THE EXERCISE:
Reproduce the rows from the line containing "In the picture above, where can the house" through the end of the rows, inclusive, substituting "snowy roof" for "snow-covered roof" and leaving everything else unchanged.

Data records
=-=-=-=-=

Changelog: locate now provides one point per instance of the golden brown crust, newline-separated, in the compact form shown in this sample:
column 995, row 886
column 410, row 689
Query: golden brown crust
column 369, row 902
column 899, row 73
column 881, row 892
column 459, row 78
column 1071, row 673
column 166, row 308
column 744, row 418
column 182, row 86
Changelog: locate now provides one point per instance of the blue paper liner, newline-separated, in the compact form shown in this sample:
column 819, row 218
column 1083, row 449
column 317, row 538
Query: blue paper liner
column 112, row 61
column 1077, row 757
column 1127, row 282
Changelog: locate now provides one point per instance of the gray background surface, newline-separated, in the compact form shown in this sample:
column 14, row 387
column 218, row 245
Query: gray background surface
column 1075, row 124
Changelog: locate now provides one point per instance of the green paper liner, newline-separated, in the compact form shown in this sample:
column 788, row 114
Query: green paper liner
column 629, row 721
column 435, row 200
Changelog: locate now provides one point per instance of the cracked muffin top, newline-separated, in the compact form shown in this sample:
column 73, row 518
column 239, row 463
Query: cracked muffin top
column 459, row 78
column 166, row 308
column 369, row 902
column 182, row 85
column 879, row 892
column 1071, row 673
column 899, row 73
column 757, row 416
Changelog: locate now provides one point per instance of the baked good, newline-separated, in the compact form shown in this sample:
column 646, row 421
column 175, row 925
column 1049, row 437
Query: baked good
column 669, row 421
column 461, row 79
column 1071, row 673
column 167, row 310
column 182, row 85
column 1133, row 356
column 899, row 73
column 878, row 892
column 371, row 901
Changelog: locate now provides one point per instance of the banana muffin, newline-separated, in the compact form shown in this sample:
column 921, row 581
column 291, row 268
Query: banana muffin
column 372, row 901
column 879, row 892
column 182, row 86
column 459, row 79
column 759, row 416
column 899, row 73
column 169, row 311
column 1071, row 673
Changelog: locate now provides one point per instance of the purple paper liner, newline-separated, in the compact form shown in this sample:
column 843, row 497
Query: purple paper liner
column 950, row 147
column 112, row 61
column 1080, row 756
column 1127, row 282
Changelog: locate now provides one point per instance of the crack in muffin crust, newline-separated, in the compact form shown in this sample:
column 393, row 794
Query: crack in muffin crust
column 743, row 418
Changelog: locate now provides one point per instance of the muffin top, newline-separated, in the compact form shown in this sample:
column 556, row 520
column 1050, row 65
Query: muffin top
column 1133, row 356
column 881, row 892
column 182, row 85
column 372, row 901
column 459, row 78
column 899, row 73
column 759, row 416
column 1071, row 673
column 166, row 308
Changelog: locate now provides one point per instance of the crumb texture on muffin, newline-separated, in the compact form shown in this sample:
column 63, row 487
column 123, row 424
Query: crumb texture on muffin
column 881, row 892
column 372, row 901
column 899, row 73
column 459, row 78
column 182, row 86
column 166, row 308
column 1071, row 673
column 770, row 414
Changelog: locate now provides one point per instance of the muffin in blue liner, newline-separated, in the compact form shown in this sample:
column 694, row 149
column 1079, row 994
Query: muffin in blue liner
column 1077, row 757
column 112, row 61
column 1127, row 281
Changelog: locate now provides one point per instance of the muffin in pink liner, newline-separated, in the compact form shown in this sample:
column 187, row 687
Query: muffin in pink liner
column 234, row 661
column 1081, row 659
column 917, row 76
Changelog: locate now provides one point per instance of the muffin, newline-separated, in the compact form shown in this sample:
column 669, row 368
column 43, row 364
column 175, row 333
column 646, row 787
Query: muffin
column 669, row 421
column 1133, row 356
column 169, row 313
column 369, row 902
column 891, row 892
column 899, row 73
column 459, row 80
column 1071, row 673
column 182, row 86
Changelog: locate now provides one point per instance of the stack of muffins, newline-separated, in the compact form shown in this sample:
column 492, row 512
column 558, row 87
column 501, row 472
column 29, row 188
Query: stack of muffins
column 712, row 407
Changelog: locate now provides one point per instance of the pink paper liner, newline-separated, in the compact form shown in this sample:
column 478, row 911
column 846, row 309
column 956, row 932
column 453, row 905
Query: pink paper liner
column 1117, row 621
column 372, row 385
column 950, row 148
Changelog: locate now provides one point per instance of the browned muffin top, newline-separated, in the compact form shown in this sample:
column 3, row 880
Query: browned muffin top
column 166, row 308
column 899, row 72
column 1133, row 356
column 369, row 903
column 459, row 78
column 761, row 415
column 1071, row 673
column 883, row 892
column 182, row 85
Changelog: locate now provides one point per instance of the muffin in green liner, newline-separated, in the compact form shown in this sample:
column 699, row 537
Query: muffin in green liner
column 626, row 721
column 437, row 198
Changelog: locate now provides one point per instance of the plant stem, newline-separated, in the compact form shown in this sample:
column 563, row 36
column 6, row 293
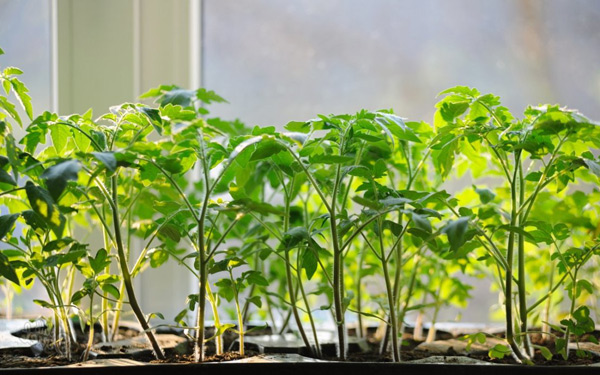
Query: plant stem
column 571, row 311
column 546, row 319
column 360, row 330
column 288, row 274
column 338, row 280
column 508, row 277
column 317, row 350
column 90, row 342
column 392, row 307
column 127, row 276
column 213, row 304
column 521, row 261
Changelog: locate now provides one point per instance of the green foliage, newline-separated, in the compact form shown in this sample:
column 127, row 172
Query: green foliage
column 337, row 200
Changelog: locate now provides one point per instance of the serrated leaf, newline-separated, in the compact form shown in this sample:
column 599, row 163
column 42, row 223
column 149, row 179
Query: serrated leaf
column 485, row 195
column 254, row 277
column 78, row 295
column 309, row 263
column 107, row 158
column 158, row 257
column 499, row 351
column 58, row 175
column 7, row 178
column 24, row 98
column 169, row 231
column 112, row 290
column 42, row 204
column 6, row 224
column 266, row 149
column 255, row 300
column 456, row 231
column 6, row 269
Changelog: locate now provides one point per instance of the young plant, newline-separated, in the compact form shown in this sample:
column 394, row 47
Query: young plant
column 96, row 279
column 545, row 148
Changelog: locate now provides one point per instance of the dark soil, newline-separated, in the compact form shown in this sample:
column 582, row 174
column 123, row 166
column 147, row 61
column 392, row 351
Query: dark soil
column 50, row 357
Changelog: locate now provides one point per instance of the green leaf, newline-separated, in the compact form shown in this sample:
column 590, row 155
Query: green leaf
column 517, row 230
column 258, row 207
column 42, row 203
column 592, row 166
column 6, row 224
column 34, row 220
column 499, row 351
column 309, row 263
column 158, row 257
column 58, row 175
column 99, row 262
column 462, row 90
column 112, row 290
column 208, row 96
column 7, row 178
column 546, row 353
column 331, row 159
column 60, row 135
column 107, row 158
column 57, row 244
column 485, row 195
column 293, row 237
column 266, row 149
column 421, row 222
column 22, row 96
column 6, row 269
column 533, row 176
column 10, row 109
column 254, row 277
column 298, row 126
column 169, row 231
column 78, row 295
column 456, row 231
column 255, row 300
column 43, row 303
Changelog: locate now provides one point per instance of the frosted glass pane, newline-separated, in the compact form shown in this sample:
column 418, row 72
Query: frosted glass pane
column 25, row 39
column 281, row 60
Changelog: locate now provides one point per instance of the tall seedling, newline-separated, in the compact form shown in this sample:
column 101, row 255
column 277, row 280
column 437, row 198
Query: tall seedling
column 543, row 149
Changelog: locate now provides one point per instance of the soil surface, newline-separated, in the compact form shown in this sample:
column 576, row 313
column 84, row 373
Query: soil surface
column 51, row 357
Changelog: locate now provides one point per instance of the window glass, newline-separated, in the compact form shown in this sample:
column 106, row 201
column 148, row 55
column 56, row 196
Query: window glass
column 277, row 61
column 25, row 39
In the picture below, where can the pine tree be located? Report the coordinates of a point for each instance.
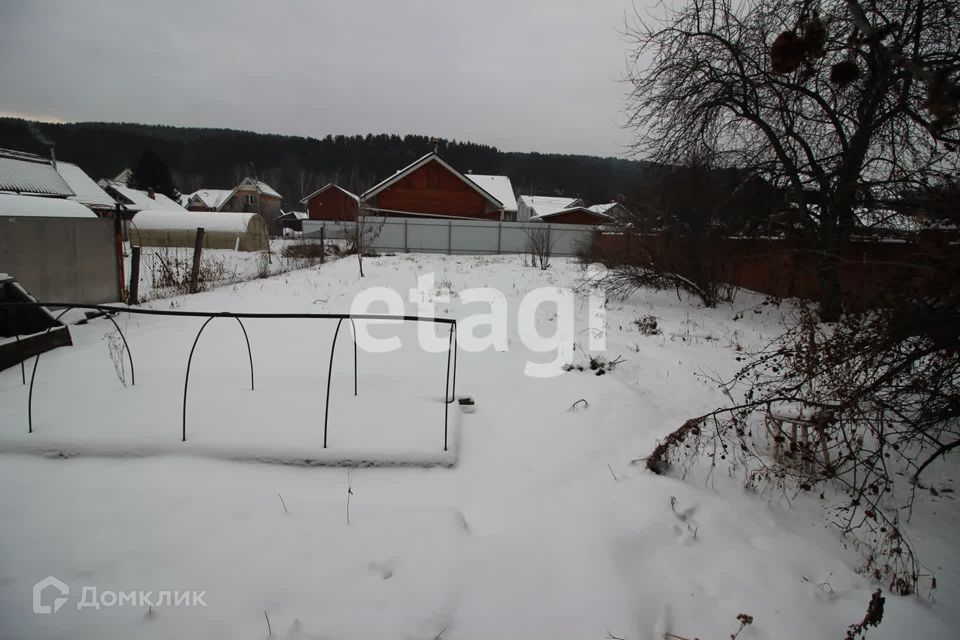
(152, 172)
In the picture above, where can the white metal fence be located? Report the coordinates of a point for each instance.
(452, 236)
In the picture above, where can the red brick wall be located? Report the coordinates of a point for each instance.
(432, 189)
(332, 204)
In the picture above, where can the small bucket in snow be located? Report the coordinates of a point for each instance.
(467, 404)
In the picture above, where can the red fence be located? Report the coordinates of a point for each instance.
(870, 268)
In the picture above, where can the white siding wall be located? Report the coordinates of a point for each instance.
(438, 235)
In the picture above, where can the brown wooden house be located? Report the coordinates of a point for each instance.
(332, 203)
(575, 215)
(431, 188)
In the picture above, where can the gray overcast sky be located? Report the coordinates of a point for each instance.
(521, 75)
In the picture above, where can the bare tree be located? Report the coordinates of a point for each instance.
(365, 232)
(841, 104)
(540, 244)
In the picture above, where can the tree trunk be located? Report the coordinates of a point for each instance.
(831, 295)
(834, 237)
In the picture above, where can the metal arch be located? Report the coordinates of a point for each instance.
(333, 348)
(448, 395)
(36, 361)
(186, 379)
(133, 375)
(249, 352)
(23, 370)
(33, 375)
(450, 384)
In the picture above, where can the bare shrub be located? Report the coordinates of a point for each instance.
(304, 250)
(868, 404)
(540, 244)
(648, 325)
(623, 279)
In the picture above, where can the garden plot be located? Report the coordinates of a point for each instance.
(85, 402)
(548, 526)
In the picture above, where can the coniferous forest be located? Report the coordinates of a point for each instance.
(295, 166)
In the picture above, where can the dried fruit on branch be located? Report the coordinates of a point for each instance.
(814, 37)
(786, 53)
(843, 73)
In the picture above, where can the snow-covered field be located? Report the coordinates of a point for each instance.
(547, 526)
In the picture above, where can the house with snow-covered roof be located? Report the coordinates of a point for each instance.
(31, 175)
(529, 207)
(85, 189)
(134, 200)
(614, 210)
(430, 187)
(206, 199)
(501, 188)
(253, 196)
(574, 215)
(332, 202)
(32, 185)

=-=-=-=-=

SOLVED EXERCISE:
In the picture above, where can the house with snowy roof be located? Report the coordinates of a point for each instance.
(31, 175)
(529, 207)
(85, 189)
(134, 200)
(614, 210)
(430, 187)
(206, 199)
(501, 188)
(253, 196)
(574, 215)
(332, 202)
(32, 185)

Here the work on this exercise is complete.